Task prompt.
Search the data for the word "tree" and copy each line that has it.
━━ Working data
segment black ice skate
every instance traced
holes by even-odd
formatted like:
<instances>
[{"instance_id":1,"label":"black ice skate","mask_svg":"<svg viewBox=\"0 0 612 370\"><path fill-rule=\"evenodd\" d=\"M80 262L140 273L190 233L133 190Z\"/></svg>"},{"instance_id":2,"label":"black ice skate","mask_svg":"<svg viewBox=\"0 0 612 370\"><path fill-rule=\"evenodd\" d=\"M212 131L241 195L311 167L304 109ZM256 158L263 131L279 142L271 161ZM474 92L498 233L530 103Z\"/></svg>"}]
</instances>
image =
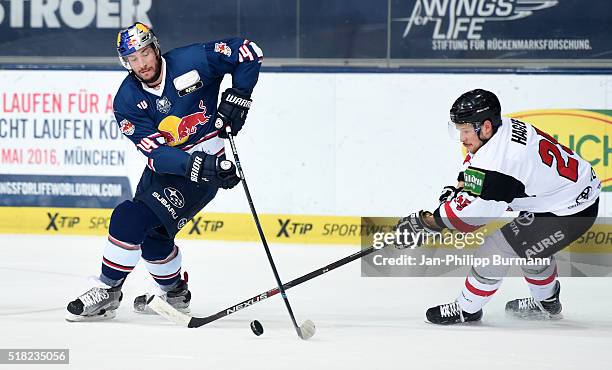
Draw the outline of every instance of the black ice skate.
<instances>
[{"instance_id":1,"label":"black ice skate","mask_svg":"<svg viewBox=\"0 0 612 370\"><path fill-rule=\"evenodd\" d=\"M98 321L115 317L123 299L121 285L109 287L100 281L96 286L68 303L67 321Z\"/></svg>"},{"instance_id":2,"label":"black ice skate","mask_svg":"<svg viewBox=\"0 0 612 370\"><path fill-rule=\"evenodd\" d=\"M189 302L191 302L191 292L187 289L187 273L184 275L184 280L180 280L176 288L169 292L159 295L160 298L168 302L172 307L183 313L189 313ZM134 299L134 311L137 313L154 315L155 311L147 306L147 300L151 297L150 294L143 294Z\"/></svg>"},{"instance_id":3,"label":"black ice skate","mask_svg":"<svg viewBox=\"0 0 612 370\"><path fill-rule=\"evenodd\" d=\"M515 299L506 303L506 313L522 319L560 319L563 317L560 293L561 284L557 281L555 294L552 297L543 301L536 301L531 297Z\"/></svg>"},{"instance_id":4,"label":"black ice skate","mask_svg":"<svg viewBox=\"0 0 612 370\"><path fill-rule=\"evenodd\" d=\"M468 313L461 309L458 302L451 302L432 307L425 313L427 321L438 325L453 325L473 321L480 321L482 310Z\"/></svg>"}]
</instances>

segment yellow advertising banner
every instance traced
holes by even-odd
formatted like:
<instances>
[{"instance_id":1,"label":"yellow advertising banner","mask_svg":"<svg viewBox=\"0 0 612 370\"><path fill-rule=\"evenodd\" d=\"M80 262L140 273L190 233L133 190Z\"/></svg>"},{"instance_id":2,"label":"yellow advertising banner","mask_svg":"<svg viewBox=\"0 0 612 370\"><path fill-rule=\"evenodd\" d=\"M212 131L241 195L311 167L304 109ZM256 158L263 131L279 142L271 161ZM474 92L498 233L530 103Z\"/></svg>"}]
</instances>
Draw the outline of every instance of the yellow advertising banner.
<instances>
[{"instance_id":1,"label":"yellow advertising banner","mask_svg":"<svg viewBox=\"0 0 612 370\"><path fill-rule=\"evenodd\" d=\"M0 210L0 234L105 236L112 213L111 209L102 208L0 207ZM264 214L260 215L260 221L270 243L360 245L371 243L376 233L392 232L397 219ZM486 236L502 225L492 223L478 232ZM259 235L251 214L199 213L177 238L258 241ZM612 253L612 225L594 225L568 250Z\"/></svg>"}]
</instances>

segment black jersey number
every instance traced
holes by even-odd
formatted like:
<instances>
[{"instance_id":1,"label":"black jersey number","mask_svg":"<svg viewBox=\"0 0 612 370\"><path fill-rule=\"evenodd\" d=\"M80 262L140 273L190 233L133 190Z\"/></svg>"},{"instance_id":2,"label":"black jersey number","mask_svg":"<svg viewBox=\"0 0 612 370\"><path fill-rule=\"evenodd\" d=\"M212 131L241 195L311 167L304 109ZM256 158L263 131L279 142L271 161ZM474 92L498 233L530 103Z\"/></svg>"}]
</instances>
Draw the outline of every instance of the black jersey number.
<instances>
[{"instance_id":1,"label":"black jersey number","mask_svg":"<svg viewBox=\"0 0 612 370\"><path fill-rule=\"evenodd\" d=\"M534 127L535 128L535 127ZM538 135L544 137L544 139L540 140L540 158L542 158L542 162L548 167L552 167L553 162L557 162L557 172L560 176L565 177L566 179L576 182L578 181L578 161L575 158L568 157L567 163L563 160L563 156L561 155L561 149L569 155L573 155L574 152L566 147L565 145L559 144L554 137L549 134L538 130L535 128Z\"/></svg>"}]
</instances>

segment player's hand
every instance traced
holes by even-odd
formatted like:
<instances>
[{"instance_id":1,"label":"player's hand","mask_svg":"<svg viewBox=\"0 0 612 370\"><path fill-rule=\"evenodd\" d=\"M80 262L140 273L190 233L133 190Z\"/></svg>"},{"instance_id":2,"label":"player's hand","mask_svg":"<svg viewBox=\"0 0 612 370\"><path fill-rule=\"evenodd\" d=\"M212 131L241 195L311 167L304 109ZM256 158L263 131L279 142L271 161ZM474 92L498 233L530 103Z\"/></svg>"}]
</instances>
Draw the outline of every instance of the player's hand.
<instances>
[{"instance_id":1,"label":"player's hand","mask_svg":"<svg viewBox=\"0 0 612 370\"><path fill-rule=\"evenodd\" d=\"M427 238L427 234L440 232L442 229L432 227L425 222L425 218L431 215L429 211L419 211L400 219L395 226L395 230L401 234L399 242L396 242L394 245L395 248L420 247Z\"/></svg>"},{"instance_id":2,"label":"player's hand","mask_svg":"<svg viewBox=\"0 0 612 370\"><path fill-rule=\"evenodd\" d=\"M252 102L248 94L237 89L227 89L221 94L215 118L215 128L219 130L219 137L227 139L225 131L227 126L232 129L232 135L236 135L242 129Z\"/></svg>"},{"instance_id":3,"label":"player's hand","mask_svg":"<svg viewBox=\"0 0 612 370\"><path fill-rule=\"evenodd\" d=\"M438 199L440 204L455 199L457 194L459 194L462 190L463 188L456 188L452 185L445 186L444 189L442 189L442 193L440 193L440 198Z\"/></svg>"},{"instance_id":4,"label":"player's hand","mask_svg":"<svg viewBox=\"0 0 612 370\"><path fill-rule=\"evenodd\" d=\"M195 152L189 158L187 173L191 181L223 189L231 189L240 182L236 166L227 159L220 160L214 155Z\"/></svg>"}]
</instances>

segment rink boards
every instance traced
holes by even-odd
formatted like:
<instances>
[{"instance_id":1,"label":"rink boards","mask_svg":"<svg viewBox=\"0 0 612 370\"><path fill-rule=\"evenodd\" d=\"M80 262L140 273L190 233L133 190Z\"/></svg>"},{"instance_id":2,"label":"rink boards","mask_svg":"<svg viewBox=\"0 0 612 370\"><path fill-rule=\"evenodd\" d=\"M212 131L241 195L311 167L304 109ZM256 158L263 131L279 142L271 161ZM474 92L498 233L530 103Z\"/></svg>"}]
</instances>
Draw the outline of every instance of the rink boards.
<instances>
[{"instance_id":1,"label":"rink boards","mask_svg":"<svg viewBox=\"0 0 612 370\"><path fill-rule=\"evenodd\" d=\"M112 213L112 209L100 208L2 207L0 210L0 233L49 236L105 236ZM373 234L393 230L397 220L393 217L289 214L261 214L259 217L266 238L272 243L364 246L371 244ZM492 223L483 227L483 235L490 234L502 224ZM251 214L201 212L187 222L178 238L251 242L258 241L259 235ZM612 225L595 224L567 251L612 253Z\"/></svg>"},{"instance_id":2,"label":"rink boards","mask_svg":"<svg viewBox=\"0 0 612 370\"><path fill-rule=\"evenodd\" d=\"M124 77L0 75L0 233L106 234L145 166L112 114ZM603 190L591 239L608 251L612 76L596 74L262 73L236 139L267 237L356 245L360 217L435 208L463 158L448 138L448 109L475 87L591 162ZM257 240L242 189L220 191L179 237Z\"/></svg>"}]
</instances>

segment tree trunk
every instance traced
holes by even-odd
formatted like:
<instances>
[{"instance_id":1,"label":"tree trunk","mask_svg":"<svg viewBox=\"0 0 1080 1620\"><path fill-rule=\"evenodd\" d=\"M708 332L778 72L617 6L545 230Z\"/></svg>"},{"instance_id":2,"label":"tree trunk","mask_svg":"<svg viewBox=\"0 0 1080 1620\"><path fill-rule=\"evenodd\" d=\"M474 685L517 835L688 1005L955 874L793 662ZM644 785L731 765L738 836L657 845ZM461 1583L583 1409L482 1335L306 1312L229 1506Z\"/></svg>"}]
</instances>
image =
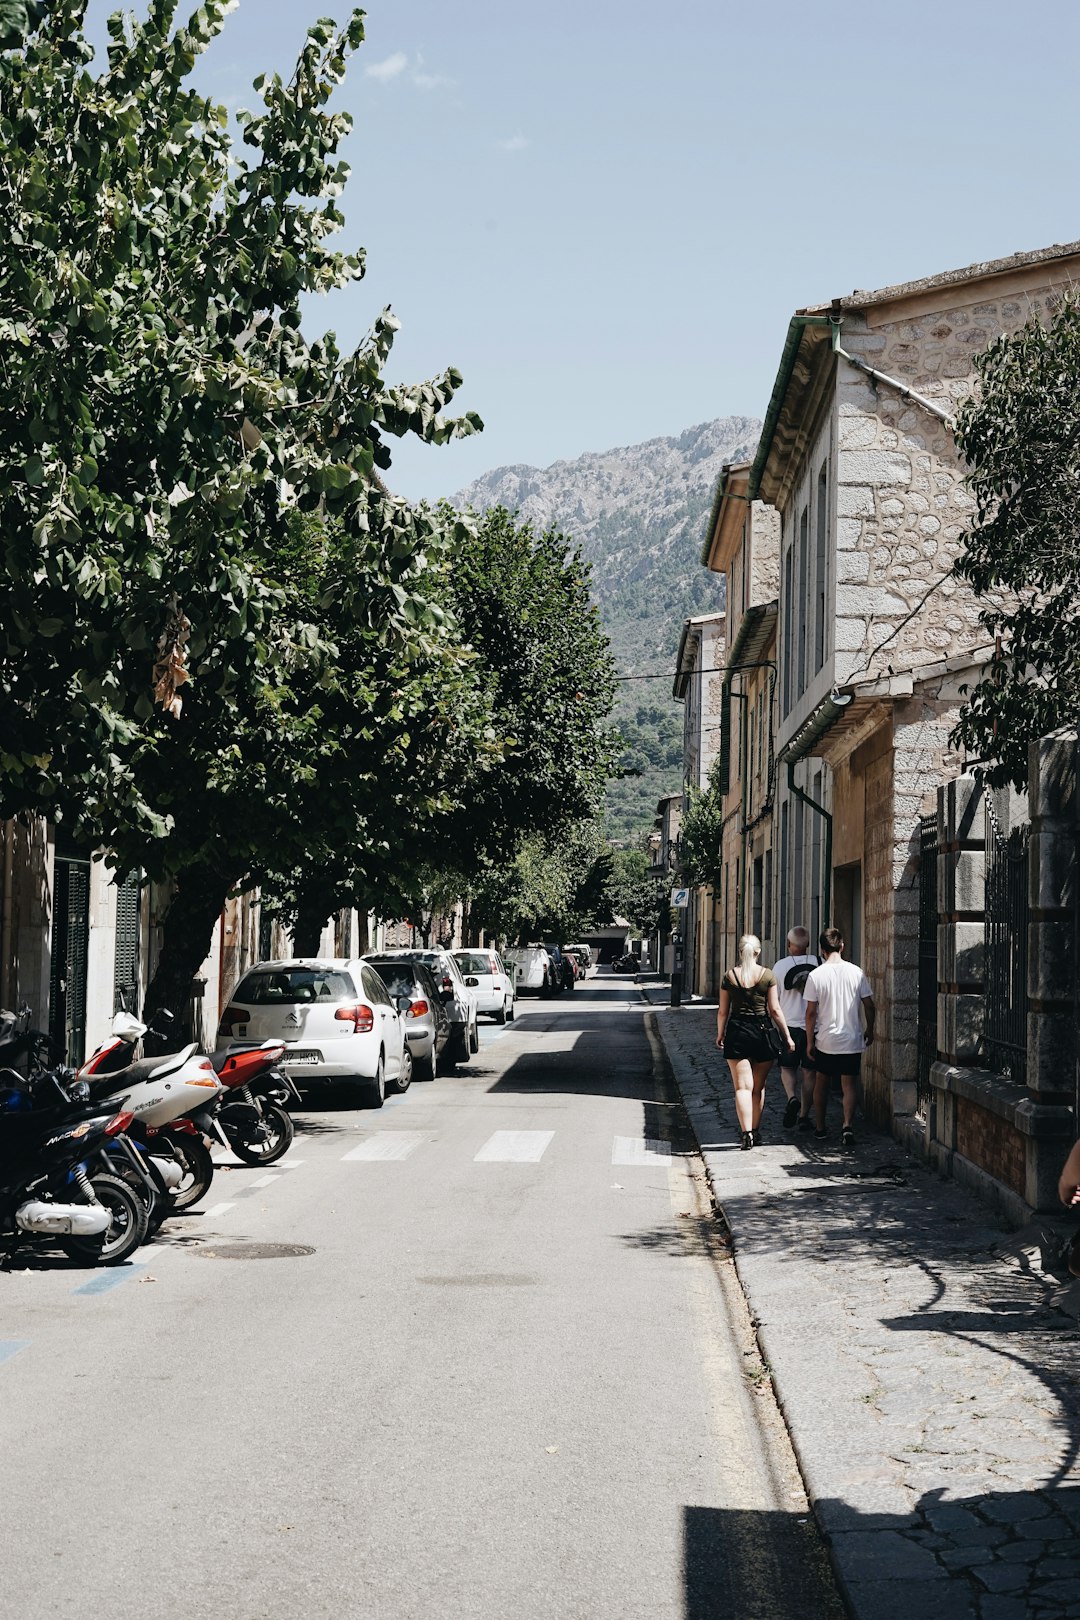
━━━━
Answer for this exercise.
segment tree trunk
[{"instance_id":1,"label":"tree trunk","mask_svg":"<svg viewBox=\"0 0 1080 1620\"><path fill-rule=\"evenodd\" d=\"M708 332L778 72L617 6L545 230Z\"/></svg>"},{"instance_id":2,"label":"tree trunk","mask_svg":"<svg viewBox=\"0 0 1080 1620\"><path fill-rule=\"evenodd\" d=\"M474 685L517 835L688 1005L955 874L793 662ZM644 785L731 765L738 836L657 845ZM461 1583L583 1409L482 1335L306 1312L229 1506Z\"/></svg>"}]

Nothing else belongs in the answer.